Re: Problem in exclusive canonicalization? encoding underspecified

On Monday 30 June 2003 12:47, Martin Duerst wrote:
> I just have had a look at
> http://www.w3.org/TR/2002/REC-xml-exc-c14n-20020718, and found
> two problems, one of them i18n-related.
>
>
> 1) encoding underspecified?
>
> The exclusive canonical form of a document subset is a physical
> representation of the XPath node-set, as an octet sequence, produced by
> the method described in this specification.
>
> This does not at all say what the encoding is. Is this UTF-8? If yes,
> where is this specified? If no, what is the encoding? Is the reader
> supposed to go check elsewhere?

Hey Martin, one has to chase it a bit:

| http://www.w3.org/TR/2002/REC-xml-exc-c14n-20020718/#sec-Specification
| The data model, processing, input parameters, and output data for 
| Exclusive XML Canonicalization are the same as for Canonical 
| XML [XML-C14N] with the following exceptions

| http://www.w3.org/TR/2001/REC-xml-c14n-20010315#ProcessingModel
| The XPath node-set is converted into an octet stream, the canonical 
| form, by generating the representative UCS characters for each node in 
| the node-set in ascending document order, then encoding the result 
| in UTF-8 (without a leading byte order mark).


> 2) what is 'visible'?
>
> The document says "namespace nodes that are not on the
> InclusiveNamespaces PrefixList are expressed only in start tags where
> they are visible and if they are not in effect from an output ancestor of
> that tag."
> The word 'visible' turns up only one more time, again not in a defining
> context. Readers probably can work out what 'visible' is supposed to
> mean from context and examples, but that's not how a spec should work,
> I guess.

I suppose we should've been more careful with those terms and linked to the 
following definition:

| http://www.w3.org/TR/2002/REC-xml-exc-c14n-20020718/#def-visibly-utilizes
| An element E in a document subset visibly utilizes a namespace
| declaration, i.e. a namespace prefix P and bound value V, if E or an
| attribute node in the document subset with parent E has a qualified name
| in which P is the namespace prefix. A similar definition applies for an
| element E in a document subset that visibly utilizes the default namespace
| declaration, which occurs if E has no namespace prefix.

Basically, does any of the subset actually need that namespace?

Received on Monday, 30 June 2003 15:29:30 UTC

══════

Required tasks:
A. List every web address that appears in the reply about exclusive canonicalization, in the order they occur.
B. Repeat the part of the reply about exclusive canonicalization that begins at the words "I suppose we" and stops after the words "need that namespace?".

══════

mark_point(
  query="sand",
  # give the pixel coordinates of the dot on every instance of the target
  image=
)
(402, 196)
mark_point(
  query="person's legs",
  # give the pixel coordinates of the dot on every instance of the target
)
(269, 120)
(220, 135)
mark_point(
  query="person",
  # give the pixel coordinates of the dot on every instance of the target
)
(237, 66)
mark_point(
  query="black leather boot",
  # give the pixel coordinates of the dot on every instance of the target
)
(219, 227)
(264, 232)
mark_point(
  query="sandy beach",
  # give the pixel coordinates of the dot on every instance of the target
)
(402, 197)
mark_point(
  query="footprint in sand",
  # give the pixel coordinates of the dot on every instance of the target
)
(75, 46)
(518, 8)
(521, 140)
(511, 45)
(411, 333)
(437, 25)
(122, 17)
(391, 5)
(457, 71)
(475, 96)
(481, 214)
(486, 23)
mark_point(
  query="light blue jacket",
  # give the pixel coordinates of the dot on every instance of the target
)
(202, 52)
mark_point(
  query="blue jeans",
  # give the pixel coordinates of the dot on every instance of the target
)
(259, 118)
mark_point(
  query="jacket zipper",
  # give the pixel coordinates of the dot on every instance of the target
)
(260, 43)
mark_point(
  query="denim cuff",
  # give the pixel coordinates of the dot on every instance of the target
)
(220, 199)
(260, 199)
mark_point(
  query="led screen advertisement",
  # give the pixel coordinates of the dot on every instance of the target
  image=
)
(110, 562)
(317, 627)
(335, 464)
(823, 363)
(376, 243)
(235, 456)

══════

The responses:
A.
1. http://www.w3.org/TR/2002/REC-xml-exc-c14n-20020718
2. http://www.w3.org/TR/2002/REC-xml-exc-c14n-20020718/#sec-Specification
3. http://www.w3.org/TR/2001/REC-xml-c14n-20010315#ProcessingModel
4. http://www.w3.org/TR/2002/REC-xml-exc-c14n-20020718/#def-visibly-utilizes

B.
I suppose we should've been more careful with those terms and linked to the 
following definition:

| http://www.w3.org/TR/2002/REC-xml-exc-c14n-20020718/#def-visibly-utilizes
| An element E in a document subset visibly utilizes a namespace
| declaration, i.e. a namespace prefix P and bound value V, if E or an
| attribute node in the document subset with parent E has a qualified name
| in which P is the namespace prefix. A similar definition applies for an
| element E in a document subset that visibly utilizes the default namespace
| declaration, which occurs if E has no namespace prefix.

Basically, does any of the subset actually need that namespace?